**Text segment**

- Opening Delimiter -

732 F.2d 107
Mary Lou ALLEN, Appellant,
v.
UNITED STATES of America, United States Office of Personnel
Management and Donald J. Devine, Appellees.
No. 83-2361.
United States Court of Appeals,
Eighth Circuit.
Submitted April 10, 1984.
Decided April 16, 1984.
Laurence D. Mass, Donna L. Aronoff, Wolff & Frankel, Clayton, Mo., for appellant.
Thomas E. Dittmeier, U.S. Atty., Bruce D. White, Asst. U.S. Atty., St. Louis, Mo., for appellees.
Before ROSS, McMILLIAN and FAGG, Circuit Judges.
PER CURIAM.
Mary Lou Allen appeals from a final order of the District Court1 for the Eastern District of Missouri partially granting the government's motion for summary judgment. For reversal appellant argues that the district court erred as a matter of law in finding that she was not entitled to nongroup health insurance coverage at the same level of benefits available to her while she was a federal employee. For the reasons discussed below, we affirm the order of the district court.
The facts underlying this appeal are fully set forth in the district court's opinion and need not be repeated at length here. Allen v. United States, 572 F. Supp. 185 (E.D.Mo.1983). In brief, appellant retired from the United States Postal Service in July 1981 as a result of disability and attempted to convert her federal group health insurance coverage under the American Postal Workers Union Plan (APWU plan) to a nongroup plan. The APWU plan was one of several Health Benefits Plans available to federal employees and annuitants established by contract between the Office of Personnel Management (OPM) and insurance carriers pursuant to the Federal Employees Health Benefits Act, 5 U.S.C. Secs. 8901-8913 (1982) (FEHBA).
On a form dated September 10, 1981, OPM notified appellant that her health insurance coverage had terminated effective July 25, 1981, but that she could still automatically convert to a nongroup health insurance plan within fifteen days from the date of the notice. Appellant claimed that she never received this notice and did not become aware her health coverage had terminated until October 1981, when it was too late to exercise her conversion option. Appellant then instituted this action.
The government offered to settle the case by allowing appellant to exercise her option to convert to the APWU nongroup plan. When appellant learned that the APWU nongroup plan offered substantially lower benefits than the APWU group plan,2 she refused to settle. Appellant moved for summary judgment arguing, inter alia, that 5 C.F.R. Sec. 890.201(a)(4)3 impliedly required that the coverage under a converted individual policy must be identical to the coverage provided under the group plan. Appellant submitted affidavits and qualified plans from other carriers indicating that the level of benefits offered by these carriers upon conversation from group to nongroup plans was much greater than under a converted APWU plan. The government filed a cross-motion for summary judgment.
The district court found that it was questionable whether appellant received notice of her right to convert to a nongroup plan and accordingly ordered OPM to take the necessary steps so that appellant could convert to the nongroup APWU plan. In addition, the district court held that OPM was not mandated to require carriers to provide the same level of benefits for nongroup coverage as they did for federal employees under a group policy.

- Closing Delimiter -

**Raw data**

- Opening Delimiter -

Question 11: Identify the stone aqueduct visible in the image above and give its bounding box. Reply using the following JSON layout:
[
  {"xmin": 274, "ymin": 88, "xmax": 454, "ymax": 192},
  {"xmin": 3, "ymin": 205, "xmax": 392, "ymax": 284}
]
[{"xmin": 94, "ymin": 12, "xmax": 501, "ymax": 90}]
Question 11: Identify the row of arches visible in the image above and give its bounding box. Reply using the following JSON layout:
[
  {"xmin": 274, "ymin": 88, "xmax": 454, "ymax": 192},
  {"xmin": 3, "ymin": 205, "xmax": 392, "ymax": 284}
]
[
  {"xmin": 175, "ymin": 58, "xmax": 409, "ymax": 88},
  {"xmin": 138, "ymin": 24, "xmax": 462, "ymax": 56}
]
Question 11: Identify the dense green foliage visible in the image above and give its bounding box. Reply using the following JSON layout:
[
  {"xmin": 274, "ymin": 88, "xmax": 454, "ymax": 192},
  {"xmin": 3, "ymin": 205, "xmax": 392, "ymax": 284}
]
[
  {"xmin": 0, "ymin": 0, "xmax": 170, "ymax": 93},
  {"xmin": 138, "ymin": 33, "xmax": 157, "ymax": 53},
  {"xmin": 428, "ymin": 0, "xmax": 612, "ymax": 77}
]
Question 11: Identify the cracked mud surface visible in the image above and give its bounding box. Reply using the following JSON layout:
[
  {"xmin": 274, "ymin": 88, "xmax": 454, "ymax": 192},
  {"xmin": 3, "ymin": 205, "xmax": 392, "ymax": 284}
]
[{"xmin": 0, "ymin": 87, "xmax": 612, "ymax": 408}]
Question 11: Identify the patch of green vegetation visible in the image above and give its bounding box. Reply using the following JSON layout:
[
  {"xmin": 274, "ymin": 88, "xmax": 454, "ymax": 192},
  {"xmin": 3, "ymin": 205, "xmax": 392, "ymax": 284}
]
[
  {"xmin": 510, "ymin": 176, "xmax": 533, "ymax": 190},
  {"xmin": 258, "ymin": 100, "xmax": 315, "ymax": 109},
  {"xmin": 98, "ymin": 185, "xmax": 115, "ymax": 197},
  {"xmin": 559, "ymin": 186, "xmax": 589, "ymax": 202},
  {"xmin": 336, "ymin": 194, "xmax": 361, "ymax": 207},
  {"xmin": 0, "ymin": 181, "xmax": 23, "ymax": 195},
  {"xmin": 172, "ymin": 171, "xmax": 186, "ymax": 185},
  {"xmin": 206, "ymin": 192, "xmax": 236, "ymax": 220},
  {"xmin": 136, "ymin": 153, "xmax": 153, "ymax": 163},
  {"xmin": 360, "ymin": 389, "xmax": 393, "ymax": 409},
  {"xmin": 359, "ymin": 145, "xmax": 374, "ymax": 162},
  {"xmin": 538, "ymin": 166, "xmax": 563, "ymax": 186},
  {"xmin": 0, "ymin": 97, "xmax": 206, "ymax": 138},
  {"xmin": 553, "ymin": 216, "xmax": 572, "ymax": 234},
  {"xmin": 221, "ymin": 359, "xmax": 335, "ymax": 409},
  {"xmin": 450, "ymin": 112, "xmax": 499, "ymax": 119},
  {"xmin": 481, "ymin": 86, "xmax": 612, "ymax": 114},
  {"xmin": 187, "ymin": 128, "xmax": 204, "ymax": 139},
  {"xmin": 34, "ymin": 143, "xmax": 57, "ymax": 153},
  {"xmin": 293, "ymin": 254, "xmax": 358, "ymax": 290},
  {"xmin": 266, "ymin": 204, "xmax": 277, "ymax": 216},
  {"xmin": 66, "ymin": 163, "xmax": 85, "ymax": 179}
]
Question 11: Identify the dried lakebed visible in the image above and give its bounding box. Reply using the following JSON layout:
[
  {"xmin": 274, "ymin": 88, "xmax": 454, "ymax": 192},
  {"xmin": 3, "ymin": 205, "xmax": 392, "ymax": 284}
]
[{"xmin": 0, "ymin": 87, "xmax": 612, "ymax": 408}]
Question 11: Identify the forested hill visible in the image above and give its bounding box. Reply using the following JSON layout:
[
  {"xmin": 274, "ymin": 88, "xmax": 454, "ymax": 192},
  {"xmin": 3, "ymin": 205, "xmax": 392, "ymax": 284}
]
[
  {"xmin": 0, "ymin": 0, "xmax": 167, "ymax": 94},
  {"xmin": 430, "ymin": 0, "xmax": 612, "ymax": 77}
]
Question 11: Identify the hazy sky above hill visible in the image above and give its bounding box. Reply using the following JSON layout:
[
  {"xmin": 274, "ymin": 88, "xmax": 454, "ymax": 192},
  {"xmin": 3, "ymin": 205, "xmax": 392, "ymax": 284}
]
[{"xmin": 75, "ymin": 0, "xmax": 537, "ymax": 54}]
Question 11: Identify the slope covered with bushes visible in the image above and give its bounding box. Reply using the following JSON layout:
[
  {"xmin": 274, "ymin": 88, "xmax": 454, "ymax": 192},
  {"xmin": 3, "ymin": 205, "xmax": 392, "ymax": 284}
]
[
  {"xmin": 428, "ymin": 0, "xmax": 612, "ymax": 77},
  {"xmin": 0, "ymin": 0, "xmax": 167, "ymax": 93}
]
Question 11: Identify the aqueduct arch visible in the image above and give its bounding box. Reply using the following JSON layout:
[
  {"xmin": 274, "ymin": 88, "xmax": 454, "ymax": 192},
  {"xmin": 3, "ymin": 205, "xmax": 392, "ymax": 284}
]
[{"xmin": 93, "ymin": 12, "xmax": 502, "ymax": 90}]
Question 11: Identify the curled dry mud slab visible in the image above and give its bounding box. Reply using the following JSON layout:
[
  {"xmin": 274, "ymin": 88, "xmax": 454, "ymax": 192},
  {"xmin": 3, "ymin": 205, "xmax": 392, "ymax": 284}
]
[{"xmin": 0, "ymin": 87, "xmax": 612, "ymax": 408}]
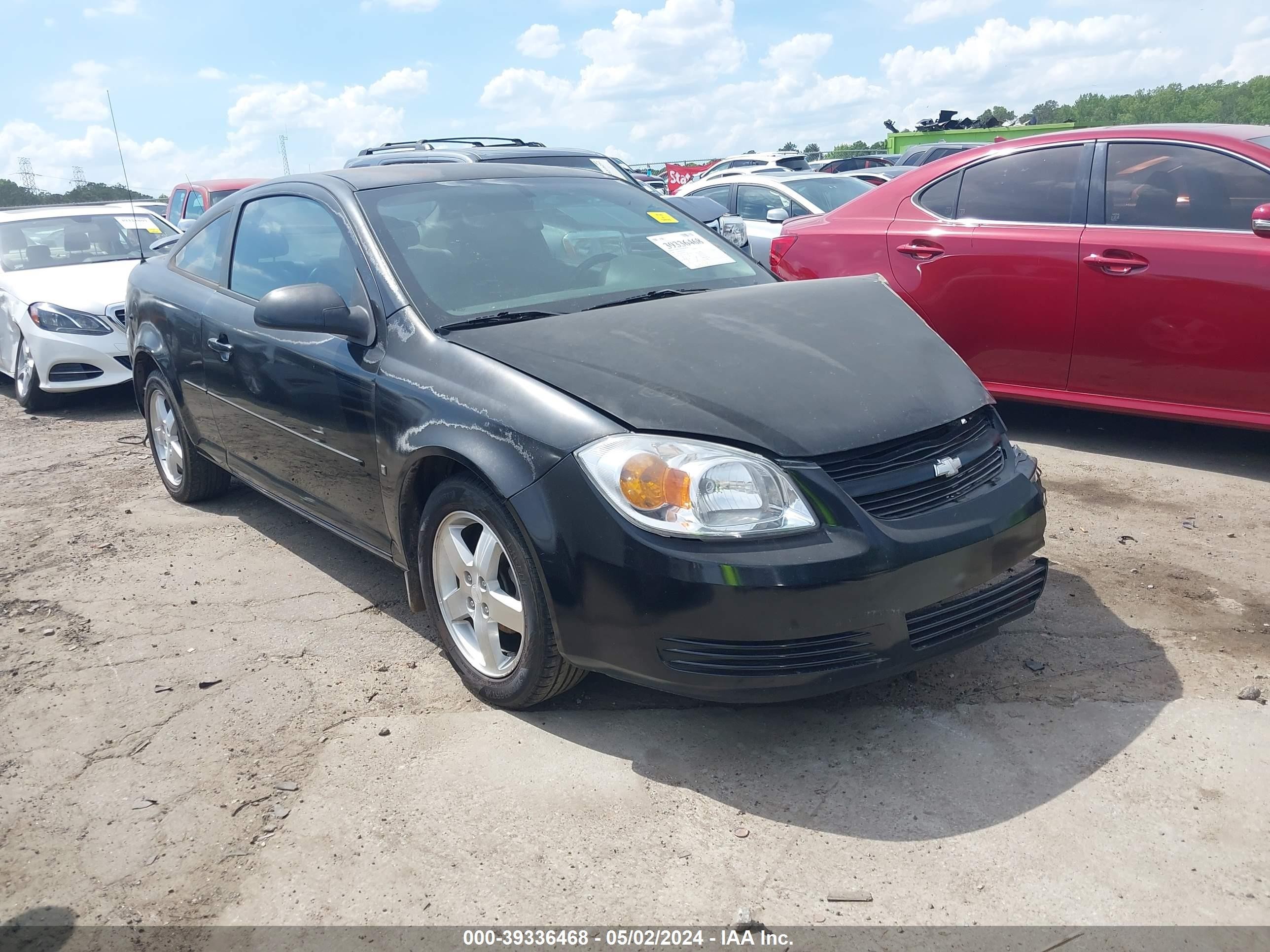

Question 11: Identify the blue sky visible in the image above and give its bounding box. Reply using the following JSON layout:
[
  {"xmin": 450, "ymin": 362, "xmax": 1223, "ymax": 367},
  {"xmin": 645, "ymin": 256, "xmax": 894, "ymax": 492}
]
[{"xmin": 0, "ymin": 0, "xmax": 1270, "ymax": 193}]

- Closing Delimiter -
- Opening Delimiter -

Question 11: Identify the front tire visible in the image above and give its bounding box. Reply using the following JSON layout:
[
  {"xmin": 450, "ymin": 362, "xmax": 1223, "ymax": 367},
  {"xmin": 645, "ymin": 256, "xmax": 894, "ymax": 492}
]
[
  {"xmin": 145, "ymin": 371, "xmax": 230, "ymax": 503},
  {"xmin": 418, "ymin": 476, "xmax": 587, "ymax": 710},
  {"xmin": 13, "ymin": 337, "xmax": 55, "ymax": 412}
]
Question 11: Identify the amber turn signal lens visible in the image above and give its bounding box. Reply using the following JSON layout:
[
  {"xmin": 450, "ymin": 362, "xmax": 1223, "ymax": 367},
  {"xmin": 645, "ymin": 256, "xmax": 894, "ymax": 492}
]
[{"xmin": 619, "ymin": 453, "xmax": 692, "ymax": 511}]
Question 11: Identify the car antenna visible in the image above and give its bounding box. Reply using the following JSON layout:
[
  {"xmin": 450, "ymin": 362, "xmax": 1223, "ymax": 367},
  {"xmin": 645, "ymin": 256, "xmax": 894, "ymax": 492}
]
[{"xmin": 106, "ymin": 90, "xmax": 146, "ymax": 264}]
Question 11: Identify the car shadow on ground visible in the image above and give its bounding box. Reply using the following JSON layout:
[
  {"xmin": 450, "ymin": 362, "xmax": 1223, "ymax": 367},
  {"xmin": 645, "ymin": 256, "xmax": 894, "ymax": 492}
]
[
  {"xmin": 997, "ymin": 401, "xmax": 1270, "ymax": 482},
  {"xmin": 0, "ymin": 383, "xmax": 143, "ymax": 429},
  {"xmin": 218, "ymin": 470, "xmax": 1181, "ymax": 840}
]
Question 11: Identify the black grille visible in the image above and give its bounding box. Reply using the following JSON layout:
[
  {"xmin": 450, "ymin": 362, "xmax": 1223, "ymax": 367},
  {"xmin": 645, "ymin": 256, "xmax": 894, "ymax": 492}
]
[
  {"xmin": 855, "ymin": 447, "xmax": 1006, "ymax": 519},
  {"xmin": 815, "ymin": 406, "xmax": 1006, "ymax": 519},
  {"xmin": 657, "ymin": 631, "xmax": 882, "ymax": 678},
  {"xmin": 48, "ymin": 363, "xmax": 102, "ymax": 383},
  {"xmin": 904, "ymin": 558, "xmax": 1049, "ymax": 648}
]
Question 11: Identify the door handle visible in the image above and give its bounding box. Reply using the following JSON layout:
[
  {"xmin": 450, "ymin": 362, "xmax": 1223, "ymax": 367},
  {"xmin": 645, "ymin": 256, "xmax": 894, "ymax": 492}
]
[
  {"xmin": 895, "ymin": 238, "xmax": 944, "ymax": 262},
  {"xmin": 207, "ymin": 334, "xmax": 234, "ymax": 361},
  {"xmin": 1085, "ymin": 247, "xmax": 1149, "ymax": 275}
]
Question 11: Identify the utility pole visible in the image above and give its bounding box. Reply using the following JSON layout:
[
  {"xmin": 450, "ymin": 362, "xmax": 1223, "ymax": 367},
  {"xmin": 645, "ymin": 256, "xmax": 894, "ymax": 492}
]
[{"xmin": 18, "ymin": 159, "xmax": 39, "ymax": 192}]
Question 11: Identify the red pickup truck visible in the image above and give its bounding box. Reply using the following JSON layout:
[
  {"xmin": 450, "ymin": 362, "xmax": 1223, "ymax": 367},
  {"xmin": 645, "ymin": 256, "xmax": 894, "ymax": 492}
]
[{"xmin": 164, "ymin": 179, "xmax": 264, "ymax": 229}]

- Closing Delimiter -
- Opening Delimiter -

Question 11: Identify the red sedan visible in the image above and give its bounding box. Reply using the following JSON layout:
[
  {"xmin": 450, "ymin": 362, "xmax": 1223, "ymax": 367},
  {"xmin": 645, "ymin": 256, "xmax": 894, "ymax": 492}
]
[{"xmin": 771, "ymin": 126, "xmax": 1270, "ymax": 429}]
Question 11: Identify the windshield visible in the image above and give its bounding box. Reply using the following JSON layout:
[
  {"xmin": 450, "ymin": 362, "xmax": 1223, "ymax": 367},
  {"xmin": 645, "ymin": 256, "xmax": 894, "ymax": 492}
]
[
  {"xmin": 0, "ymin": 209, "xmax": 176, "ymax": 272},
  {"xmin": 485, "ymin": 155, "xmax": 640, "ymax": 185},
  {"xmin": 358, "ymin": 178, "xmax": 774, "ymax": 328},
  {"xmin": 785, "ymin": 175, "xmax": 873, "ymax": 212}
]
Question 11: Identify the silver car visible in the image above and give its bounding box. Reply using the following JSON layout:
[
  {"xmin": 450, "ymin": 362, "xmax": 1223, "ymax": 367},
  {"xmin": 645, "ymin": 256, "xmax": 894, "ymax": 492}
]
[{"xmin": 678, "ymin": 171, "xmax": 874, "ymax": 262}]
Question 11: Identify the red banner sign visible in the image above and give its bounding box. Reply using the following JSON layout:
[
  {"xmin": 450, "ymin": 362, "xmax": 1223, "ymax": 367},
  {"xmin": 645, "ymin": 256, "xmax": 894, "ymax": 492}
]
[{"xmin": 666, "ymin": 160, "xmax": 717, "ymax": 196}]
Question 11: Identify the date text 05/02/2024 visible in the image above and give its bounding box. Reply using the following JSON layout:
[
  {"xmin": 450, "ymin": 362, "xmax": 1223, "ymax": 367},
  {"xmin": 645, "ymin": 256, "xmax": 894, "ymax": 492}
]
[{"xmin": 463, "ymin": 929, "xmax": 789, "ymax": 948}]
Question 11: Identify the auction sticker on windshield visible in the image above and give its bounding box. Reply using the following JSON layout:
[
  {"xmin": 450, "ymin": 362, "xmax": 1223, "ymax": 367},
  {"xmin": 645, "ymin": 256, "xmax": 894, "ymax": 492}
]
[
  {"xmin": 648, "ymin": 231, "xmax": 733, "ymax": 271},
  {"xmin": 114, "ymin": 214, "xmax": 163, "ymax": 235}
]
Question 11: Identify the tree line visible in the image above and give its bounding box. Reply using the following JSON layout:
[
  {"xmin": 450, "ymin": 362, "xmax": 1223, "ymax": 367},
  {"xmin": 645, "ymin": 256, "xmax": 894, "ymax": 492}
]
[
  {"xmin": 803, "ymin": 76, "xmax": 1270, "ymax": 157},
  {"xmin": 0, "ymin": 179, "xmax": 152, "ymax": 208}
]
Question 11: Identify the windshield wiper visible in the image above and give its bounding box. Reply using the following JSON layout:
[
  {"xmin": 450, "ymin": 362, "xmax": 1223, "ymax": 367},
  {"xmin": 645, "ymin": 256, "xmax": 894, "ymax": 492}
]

- Closing Delimiter -

**Tasks and exercises**
[1] According to the court opinion, why did the district court order OPM to take the steps needed for Allen to convert to the nongroup APWU plan? Answer in one to three sentences.
[2] Translate this sentence from the court opinion into Spanish: "The government filed a cross-motion for summary judgment."
[3] Write the next part of the court opinion on Allen's health insurance appeal, starting after its last sentence.
The listing is separate material and has nothing to do with the court opinion.

**Written responses**
[1] The district court found that it was questionable whether Allen had received notice of her right to convert to a nongroup plan. So it ordered OPM to let her convert to the nongroup APWU plan.

[2] El gobierno presentó una moción cruzada de juicio sumario.

[3]
Appellant maintains that the district court erroneously interpreted the law in concluding that she was not entitled to the same level of benefits under the APWU nongroup plan as she enjoyed under that carrier's group plan. We disagree. Qualified Health Benefits Plans must afford federal employees whose enrollment in the plan ends the "option to convert, without evidence of good health, to a nongroup contract providing health benefits." 5 U.S.C. Sec. 8902(g). Appellant has cited, and we have found, no law or regulation requiring that the level of benefits under a qualified group plan remain constant after conversion to a nongroup plan. In enacting the FEHBA, Congress certainly could have imposed such a requirement upon carriers to qualify their plans for OPM approval. Congress failed to do so, providing only that "[t]he terms or conditions under which the employee or annuitant may convert will be prescribed by the carrier and approved by the Civil Service Commission [now the OPM]." H.R.Rep. No. 957, 86th Cong., 1st Sess. (emphasis added), reprinted in 1959 U.S.Code Cong. & Ad.News 2913, 2922.
Accordingly, the order of the district court is affirmed.
The Honorable James H. Meredith, United States Senior District Judge for the Eastern District of Missouri
For example, the group plan provided total coverage for hospital room and board expenses up to 365 days. The nongroup plan paid a maximum of $15.00 per day for 120 days for the same expenses
5 C.F.R. Sec. 890.201(a)(4) provides in pertinent part:
(a) To be qualified to be approved by OPM, a health benefits plan shall:
....
(4) Provide for conversion to a contract for health benefits regularly offered by the carrier, or an appropriate affiliate, for group conversion purposes .... The nongroup contract may not deny or delay any benefit covered by the contract for a person converting from a plan approved under this part except to the extent that benefits are continued under the health benefits plan from which he converts.